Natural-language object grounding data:
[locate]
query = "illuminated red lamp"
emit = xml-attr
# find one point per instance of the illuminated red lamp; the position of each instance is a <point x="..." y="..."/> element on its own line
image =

...

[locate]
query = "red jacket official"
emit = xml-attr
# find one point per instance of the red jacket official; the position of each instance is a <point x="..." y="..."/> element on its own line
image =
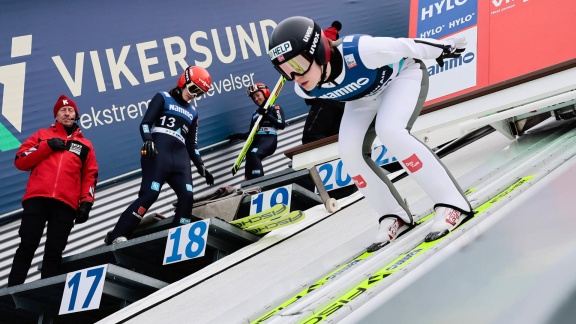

WHAT IS BEING ASKED: Task for the records above: copy every line in which the word "instance" occurs.

SOLVED EXERCISE:
# find one point per instance of the illuminated red lamp; the position of each instance is a <point x="..." y="..."/> element on its own line
# find one point per instance of the red jacket official; the position of each instance is a <point x="..." y="..."/> element on its own line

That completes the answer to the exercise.